-- START PAGE --

Ronaldo Lindenberg Von Schilgem Cintra Nogueira (born July 17, 1944), better known as Ronnie Von, is a Brazilian singer, businessman and TV show host.

Ronnie became known in the 1960s associated with Brazilian rock, and between 2004 until 2019 presents currently between Mondays and Fridays the TV night show Todo Seu (Portuguese for "All Yours") on TV Gazeta.

Biography 
Some of his greater successes include the hits Meu Bem – a Portuguese version of The Beatles' Girl – and A Praça. He quickly earned the nickname O pequeno príncipe, or Little Prince, after participating in an interview with Hebe Camargo. Ronnie started hosting his own television program in 1966, O Pequeno Mundo de Ronnie Von. Os Mutantes became a regular guest band on the show. Besides opening the door for the band, Ronnie Von also brought Gilberto Gil and Caetano Veloso to appear on the show regularly, which would be the beginnings of the Tropicália movement, even though he was never part of the movement. During this period, the press tried to create a supposed rivalry between him and Roberto Carlos.

In 1968, he released a self-titled album that broke from the naïveté of his previous work and ventured in more psychedelic and experimental sounds. Following this release came A Misteriosa Luta do Reino de Parassempre Contra o Império de Nuncamais (1969) and Máquina Voadora (1970). Though it did not meet with much success, today Ronnie's experimental work is being rediscovered by a new generation of rock listeners, rendering him a high degree of underground cult status.

-- END PAGE --
-- START MATERIAL SUPPLIED --

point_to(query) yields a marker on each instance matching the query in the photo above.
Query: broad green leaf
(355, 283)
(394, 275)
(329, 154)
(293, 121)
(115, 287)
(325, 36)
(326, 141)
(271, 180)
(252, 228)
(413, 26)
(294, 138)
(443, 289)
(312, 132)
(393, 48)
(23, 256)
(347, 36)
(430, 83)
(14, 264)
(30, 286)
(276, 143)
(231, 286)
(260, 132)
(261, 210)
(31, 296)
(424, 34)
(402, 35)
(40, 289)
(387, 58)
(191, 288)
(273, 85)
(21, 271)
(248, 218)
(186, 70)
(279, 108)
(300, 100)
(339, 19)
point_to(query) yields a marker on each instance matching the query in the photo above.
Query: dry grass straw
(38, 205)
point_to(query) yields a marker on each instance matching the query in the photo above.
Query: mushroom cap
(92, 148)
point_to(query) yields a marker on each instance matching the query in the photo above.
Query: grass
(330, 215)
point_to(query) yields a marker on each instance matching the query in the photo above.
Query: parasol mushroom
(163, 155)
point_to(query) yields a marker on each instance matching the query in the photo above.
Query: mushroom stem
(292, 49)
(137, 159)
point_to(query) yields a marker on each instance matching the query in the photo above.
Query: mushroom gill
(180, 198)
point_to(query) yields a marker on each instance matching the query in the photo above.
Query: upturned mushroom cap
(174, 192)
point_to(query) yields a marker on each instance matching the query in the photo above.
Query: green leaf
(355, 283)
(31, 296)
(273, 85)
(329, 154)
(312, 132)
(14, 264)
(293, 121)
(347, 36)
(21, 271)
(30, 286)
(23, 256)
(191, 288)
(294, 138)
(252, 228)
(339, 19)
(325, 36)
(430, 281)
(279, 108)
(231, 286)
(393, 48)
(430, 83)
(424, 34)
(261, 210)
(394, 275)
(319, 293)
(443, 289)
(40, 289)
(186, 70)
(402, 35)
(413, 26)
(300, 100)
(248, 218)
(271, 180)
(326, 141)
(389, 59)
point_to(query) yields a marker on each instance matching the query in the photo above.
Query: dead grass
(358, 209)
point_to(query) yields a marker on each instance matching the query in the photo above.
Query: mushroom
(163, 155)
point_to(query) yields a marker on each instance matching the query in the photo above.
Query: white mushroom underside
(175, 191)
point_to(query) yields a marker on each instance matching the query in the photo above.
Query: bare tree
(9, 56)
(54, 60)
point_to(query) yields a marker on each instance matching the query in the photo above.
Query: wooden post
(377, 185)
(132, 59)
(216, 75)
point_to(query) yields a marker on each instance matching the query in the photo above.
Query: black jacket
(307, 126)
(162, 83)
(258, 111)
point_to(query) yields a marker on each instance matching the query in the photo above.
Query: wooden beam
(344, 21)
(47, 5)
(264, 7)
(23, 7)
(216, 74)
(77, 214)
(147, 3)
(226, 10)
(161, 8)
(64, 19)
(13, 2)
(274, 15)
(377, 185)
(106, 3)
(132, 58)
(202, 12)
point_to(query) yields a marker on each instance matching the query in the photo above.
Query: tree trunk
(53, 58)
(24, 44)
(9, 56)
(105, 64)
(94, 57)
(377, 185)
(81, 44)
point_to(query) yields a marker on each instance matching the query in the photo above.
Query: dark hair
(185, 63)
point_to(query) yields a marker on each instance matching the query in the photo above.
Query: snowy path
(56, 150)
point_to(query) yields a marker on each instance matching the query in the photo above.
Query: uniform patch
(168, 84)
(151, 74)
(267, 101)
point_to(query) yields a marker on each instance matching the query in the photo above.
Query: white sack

-- END MATERIAL SUPPLIED --

TASK 1.
Reproduce the passage of the Ronnie Von article that begins at "Ronnie became known" and stops after "on TV Gazeta.".
TASK 2.
Answer these questions from the Ronnie Von article:
(a) In what year did Ronnie Von start hosting his own television program?
(b) On which channel does Todo Seu air?
(c) Which album did he release in 1970?

ANSWER 1.
Ronnie became known in the 1960s associated with Brazilian rock, and between 2004 until 2019 presents currently between Mondays and Fridays the TV night show Todo Seu (Portuguese for "All Yours") on TV Gazeta.

ANSWER 2.
(a) 1966
(b) TV Gazeta
(c) Máquina Voadora